Work required |
Only lines containing the string "below" belong in the answer; find them in the records and copy them.

-.-.-

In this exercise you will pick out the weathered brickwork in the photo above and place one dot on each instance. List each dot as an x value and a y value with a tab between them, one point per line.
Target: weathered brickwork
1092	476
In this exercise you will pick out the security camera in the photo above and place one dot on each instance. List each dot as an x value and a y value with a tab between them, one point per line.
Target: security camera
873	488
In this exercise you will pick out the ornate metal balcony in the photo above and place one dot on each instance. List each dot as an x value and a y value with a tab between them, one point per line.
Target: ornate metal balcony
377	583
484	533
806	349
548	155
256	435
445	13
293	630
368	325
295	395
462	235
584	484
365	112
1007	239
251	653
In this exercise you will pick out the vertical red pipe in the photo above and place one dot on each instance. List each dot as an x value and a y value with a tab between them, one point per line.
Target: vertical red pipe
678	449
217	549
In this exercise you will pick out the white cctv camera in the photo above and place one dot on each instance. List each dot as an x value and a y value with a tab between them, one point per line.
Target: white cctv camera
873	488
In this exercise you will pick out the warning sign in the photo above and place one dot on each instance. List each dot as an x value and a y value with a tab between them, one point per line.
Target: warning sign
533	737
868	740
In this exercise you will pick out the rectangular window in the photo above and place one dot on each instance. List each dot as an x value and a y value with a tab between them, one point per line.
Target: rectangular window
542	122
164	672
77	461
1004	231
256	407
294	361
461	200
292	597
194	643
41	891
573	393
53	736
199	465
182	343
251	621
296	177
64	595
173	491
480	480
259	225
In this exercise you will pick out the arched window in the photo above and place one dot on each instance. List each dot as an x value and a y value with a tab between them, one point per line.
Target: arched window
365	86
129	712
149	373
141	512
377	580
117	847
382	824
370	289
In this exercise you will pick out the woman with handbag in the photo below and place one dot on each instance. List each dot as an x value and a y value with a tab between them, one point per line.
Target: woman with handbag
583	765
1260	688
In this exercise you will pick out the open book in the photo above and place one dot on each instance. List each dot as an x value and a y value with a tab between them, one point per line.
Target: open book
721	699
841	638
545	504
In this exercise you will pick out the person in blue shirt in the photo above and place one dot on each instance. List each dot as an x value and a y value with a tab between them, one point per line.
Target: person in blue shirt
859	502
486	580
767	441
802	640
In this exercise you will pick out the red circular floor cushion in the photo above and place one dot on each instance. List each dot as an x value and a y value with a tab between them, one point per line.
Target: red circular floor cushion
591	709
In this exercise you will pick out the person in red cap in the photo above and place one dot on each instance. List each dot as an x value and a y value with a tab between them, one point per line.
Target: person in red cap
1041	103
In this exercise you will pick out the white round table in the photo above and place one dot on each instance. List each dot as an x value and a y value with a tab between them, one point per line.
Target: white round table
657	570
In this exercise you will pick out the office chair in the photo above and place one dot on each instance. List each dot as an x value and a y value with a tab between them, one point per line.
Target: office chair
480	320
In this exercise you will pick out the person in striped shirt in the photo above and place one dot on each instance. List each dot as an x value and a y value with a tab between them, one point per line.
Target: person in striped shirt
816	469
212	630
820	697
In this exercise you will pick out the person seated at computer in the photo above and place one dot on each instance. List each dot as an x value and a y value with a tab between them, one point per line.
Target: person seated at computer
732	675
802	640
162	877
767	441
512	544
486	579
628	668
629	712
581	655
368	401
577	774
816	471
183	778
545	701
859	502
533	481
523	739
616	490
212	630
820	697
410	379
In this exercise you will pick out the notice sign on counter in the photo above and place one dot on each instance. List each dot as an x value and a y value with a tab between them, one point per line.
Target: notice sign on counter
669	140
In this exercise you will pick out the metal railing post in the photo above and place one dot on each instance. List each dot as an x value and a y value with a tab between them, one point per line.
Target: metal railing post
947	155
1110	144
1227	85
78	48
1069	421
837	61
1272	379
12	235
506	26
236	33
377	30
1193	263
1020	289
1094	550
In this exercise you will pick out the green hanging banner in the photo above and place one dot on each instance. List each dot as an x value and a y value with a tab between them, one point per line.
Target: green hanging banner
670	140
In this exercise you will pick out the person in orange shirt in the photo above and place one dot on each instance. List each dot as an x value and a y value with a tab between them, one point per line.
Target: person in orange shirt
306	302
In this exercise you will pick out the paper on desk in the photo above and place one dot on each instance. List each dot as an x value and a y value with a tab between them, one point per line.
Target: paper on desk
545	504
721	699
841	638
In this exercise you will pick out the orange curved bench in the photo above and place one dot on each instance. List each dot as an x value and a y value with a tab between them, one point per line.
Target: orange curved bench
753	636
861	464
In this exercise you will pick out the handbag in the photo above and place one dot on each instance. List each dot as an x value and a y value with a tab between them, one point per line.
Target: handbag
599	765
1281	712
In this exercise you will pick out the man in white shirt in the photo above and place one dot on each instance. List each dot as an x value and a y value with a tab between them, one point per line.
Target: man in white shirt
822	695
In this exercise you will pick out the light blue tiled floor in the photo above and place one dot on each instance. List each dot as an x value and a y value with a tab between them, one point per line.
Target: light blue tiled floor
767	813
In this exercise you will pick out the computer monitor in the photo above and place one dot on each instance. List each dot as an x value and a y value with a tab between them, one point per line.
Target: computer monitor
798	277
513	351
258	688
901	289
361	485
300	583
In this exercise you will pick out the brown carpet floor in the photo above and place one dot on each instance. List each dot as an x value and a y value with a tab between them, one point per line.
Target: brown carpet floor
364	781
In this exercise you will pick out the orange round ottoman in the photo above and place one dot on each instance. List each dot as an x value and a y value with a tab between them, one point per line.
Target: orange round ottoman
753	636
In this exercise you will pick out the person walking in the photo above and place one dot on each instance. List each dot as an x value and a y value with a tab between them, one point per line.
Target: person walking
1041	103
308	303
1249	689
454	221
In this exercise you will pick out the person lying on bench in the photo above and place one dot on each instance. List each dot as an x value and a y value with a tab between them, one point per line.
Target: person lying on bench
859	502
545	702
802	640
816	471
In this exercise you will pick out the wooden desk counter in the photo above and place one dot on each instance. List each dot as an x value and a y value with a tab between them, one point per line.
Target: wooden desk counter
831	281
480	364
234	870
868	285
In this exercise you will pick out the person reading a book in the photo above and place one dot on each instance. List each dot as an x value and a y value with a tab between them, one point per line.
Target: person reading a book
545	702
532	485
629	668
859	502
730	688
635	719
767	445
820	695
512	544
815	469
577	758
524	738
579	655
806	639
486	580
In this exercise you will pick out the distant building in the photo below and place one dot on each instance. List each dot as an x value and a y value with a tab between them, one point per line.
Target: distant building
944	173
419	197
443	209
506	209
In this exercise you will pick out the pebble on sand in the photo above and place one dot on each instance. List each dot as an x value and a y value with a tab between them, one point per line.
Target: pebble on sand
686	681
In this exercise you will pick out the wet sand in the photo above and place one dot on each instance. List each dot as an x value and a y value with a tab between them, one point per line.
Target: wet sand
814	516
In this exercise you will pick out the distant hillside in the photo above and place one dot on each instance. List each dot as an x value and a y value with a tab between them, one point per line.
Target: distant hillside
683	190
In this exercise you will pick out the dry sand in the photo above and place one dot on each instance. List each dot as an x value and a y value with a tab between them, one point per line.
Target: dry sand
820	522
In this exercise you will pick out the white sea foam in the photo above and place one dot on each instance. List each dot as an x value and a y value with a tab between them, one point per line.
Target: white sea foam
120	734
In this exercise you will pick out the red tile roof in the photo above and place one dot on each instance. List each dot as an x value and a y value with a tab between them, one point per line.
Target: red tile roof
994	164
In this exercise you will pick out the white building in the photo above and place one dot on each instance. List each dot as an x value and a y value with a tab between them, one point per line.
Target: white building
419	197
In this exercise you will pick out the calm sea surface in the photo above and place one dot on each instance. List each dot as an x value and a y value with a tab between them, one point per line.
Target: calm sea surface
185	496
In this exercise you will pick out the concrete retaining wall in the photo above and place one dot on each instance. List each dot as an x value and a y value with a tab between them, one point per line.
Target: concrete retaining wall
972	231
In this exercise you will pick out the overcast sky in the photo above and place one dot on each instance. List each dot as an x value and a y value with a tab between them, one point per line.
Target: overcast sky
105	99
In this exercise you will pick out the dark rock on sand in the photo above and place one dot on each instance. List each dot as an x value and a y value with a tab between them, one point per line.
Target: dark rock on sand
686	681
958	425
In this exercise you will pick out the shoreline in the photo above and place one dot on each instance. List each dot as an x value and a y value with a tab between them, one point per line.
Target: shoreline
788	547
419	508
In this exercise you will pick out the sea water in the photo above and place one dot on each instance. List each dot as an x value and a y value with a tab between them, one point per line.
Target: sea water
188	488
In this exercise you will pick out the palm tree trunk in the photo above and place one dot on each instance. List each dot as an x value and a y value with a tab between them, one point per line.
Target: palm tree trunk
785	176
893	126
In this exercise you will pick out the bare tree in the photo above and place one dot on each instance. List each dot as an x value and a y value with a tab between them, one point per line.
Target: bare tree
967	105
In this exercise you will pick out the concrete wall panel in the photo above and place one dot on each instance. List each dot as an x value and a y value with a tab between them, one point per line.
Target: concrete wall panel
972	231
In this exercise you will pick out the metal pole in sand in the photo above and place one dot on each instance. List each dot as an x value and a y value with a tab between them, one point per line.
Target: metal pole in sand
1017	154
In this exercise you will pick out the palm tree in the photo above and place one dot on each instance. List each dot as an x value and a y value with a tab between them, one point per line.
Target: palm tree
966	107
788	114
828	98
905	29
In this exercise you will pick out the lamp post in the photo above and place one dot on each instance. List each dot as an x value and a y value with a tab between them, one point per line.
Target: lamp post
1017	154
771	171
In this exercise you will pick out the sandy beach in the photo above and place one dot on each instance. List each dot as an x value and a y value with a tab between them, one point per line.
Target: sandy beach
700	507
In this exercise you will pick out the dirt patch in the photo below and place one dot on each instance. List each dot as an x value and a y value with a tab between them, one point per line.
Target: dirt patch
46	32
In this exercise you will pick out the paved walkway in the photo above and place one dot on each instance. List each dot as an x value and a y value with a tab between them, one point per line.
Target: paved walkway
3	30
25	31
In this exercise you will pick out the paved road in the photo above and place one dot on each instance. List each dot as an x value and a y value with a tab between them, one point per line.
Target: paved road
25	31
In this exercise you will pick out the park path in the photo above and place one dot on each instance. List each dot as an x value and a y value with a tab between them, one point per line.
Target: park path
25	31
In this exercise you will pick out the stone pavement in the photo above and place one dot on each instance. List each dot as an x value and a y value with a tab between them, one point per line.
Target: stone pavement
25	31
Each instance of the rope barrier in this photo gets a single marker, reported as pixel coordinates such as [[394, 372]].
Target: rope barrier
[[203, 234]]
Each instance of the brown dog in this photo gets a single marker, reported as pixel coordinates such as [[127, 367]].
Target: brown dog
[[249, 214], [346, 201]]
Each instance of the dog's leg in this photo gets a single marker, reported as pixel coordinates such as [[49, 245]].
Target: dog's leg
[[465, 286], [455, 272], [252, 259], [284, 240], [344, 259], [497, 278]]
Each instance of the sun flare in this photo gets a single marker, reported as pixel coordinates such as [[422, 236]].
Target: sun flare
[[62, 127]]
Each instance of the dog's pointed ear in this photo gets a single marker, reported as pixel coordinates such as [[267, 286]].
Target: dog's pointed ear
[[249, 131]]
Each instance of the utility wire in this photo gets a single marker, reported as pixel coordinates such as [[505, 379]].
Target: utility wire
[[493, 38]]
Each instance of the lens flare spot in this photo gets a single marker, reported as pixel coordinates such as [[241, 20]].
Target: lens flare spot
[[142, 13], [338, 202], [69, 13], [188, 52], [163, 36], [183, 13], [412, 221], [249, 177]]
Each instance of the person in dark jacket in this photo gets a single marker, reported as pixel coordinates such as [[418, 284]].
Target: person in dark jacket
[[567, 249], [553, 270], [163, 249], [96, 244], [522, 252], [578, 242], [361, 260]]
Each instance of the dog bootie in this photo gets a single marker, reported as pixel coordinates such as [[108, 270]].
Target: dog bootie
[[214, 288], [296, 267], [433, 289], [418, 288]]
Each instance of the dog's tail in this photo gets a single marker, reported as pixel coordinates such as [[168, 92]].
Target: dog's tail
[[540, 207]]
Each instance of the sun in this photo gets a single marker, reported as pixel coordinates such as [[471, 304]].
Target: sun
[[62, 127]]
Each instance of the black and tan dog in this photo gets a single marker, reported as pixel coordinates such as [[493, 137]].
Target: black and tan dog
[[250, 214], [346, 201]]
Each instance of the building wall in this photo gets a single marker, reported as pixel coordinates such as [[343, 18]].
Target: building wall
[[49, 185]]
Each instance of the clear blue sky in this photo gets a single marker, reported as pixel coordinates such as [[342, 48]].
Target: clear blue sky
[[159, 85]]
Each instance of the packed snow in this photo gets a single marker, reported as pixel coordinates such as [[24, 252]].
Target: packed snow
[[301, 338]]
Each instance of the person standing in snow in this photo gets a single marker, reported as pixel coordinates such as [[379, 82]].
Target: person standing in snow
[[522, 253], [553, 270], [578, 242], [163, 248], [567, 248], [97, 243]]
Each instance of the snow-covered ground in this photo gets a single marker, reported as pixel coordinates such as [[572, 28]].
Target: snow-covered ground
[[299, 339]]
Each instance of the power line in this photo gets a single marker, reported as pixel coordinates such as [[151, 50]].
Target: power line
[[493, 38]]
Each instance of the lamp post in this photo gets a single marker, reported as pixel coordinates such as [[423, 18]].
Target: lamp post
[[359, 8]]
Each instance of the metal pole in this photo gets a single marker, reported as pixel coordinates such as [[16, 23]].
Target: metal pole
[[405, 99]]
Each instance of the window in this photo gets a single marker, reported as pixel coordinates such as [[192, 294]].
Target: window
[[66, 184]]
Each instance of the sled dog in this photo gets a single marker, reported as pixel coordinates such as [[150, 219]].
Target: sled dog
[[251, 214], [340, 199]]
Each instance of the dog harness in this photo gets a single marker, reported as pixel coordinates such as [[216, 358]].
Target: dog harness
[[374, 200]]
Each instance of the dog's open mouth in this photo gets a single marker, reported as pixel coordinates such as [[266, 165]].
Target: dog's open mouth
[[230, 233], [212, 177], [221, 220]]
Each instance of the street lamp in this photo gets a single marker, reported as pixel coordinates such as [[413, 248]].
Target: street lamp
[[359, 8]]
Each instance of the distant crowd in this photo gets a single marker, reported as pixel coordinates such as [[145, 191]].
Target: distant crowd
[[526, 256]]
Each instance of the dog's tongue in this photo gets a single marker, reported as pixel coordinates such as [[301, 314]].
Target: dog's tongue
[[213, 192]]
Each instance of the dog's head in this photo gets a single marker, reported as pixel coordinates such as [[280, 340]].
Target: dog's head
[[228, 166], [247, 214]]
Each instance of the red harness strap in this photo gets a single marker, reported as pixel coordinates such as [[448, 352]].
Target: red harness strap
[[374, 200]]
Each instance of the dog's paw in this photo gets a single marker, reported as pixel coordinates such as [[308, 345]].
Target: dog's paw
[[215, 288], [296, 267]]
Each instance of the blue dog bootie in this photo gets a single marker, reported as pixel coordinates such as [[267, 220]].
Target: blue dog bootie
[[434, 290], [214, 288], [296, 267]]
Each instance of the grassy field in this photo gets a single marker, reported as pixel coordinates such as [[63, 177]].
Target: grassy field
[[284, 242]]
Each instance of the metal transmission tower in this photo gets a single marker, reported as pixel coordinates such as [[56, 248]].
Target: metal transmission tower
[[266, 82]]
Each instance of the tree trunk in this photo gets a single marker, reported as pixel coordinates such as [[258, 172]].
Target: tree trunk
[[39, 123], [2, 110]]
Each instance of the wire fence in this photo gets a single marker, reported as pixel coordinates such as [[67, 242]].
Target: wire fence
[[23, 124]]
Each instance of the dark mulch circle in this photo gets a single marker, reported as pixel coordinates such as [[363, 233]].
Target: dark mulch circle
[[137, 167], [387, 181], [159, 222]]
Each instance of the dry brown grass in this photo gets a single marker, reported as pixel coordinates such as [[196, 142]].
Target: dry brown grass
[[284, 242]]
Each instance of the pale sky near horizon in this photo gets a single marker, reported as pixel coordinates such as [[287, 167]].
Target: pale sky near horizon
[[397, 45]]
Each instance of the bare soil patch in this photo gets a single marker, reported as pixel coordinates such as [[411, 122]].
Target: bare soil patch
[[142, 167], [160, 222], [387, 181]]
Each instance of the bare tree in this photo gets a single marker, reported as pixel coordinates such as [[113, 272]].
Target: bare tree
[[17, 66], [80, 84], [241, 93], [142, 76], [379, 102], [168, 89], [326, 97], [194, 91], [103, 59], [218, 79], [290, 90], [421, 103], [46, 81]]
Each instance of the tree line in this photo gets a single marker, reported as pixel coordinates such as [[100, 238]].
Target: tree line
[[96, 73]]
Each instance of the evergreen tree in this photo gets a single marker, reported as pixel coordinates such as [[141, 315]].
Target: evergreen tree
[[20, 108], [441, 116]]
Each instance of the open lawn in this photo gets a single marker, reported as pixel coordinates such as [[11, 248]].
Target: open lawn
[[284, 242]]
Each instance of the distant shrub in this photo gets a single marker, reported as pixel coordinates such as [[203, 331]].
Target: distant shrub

-.-.-

Answer to this task |
In this exercise you will pick out the woman with handbag in the photo below and place one dot on each instance. List each dot as an x value and a y value with a tab between them, one point per line.
In this exercise you will pick out the distant building in the photo below and place one dot on each instance. List each dot as an x value and a y value with a tab between them, one point per line.
In this exercise you will pick out the dirt patch in the photo below and place one dot on each instance. List each dot as an x value and a y value with a tab between them, one point per line.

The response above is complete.